--- START ---

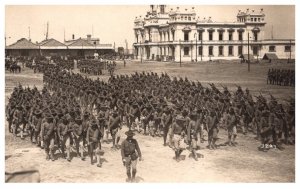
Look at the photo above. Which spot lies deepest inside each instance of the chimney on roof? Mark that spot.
(89, 38)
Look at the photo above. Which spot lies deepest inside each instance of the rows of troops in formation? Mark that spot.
(281, 77)
(73, 112)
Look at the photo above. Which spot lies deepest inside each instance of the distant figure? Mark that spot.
(130, 152)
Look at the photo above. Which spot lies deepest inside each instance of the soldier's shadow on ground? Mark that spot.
(198, 155)
(138, 179)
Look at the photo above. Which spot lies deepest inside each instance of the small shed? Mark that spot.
(244, 57)
(270, 57)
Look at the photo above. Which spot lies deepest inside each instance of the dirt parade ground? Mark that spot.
(242, 163)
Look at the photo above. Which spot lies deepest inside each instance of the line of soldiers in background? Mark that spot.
(179, 109)
(281, 77)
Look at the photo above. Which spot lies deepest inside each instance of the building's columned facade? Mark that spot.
(180, 36)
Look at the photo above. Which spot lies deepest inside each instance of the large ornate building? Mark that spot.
(179, 35)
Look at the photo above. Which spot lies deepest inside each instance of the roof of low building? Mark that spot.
(23, 43)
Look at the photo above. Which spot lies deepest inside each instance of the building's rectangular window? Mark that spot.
(240, 36)
(220, 36)
(272, 48)
(200, 36)
(210, 36)
(210, 50)
(240, 50)
(287, 48)
(230, 36)
(230, 50)
(220, 50)
(200, 51)
(186, 51)
(255, 50)
(255, 36)
(186, 36)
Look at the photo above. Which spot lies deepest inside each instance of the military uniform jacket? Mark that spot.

--- END ---

**Description of the task**
Please reproduce every entry above exactly, but leave out the pictures.

**Answer box**
Look at the photo above. Which spot lies deepest inside each instance of the chimney on roof? Mark that spot.
(89, 38)
Look at the photo above. Which spot lies deepest inside each instance of the rows of troops in formation? Mark that spot.
(281, 77)
(73, 112)
Look at the photo above. Which spot lies deepest inside each instance of the distant figure? Mark that spot.
(130, 152)
Look at the photo above. Which spot lies deepest inside each instance of the soldier's shadow on ground? Mark that spot.
(198, 155)
(138, 179)
Look at the photo above. Which spot lies deepest inside each instance of the small shed? Mark that spot.
(244, 57)
(270, 57)
Look at the photo above. Which spot lies deepest inside each instance of the dirt parade ground? Mark that spot.
(242, 163)
Look at the photo above. Which spot lies deepest inside each instance of the line of soldiers in background? Mark that spot.
(179, 109)
(281, 77)
Look at the photo above. Which spot lies deepest inside each instance of the building's columned facade? Mark that spot.
(180, 36)
Look at the photo above. Which spot lies deepest inside each instance of the large ornate building? Mark that spot.
(179, 35)
Look at the photo above. Which spot lies deepest inside each instance of the roof of low building? Mark that spot.
(23, 43)
Look at the photo above. Which spot lies deepest inside each instance of the building's rectangular window? Mark that spot.
(240, 36)
(220, 36)
(272, 48)
(200, 36)
(210, 36)
(210, 50)
(240, 50)
(287, 48)
(230, 36)
(230, 50)
(220, 50)
(200, 51)
(186, 51)
(255, 50)
(255, 36)
(186, 36)
Look at the photo above. Which spot lies deepest inside each instance of the military uniform jacket? Mark that spot.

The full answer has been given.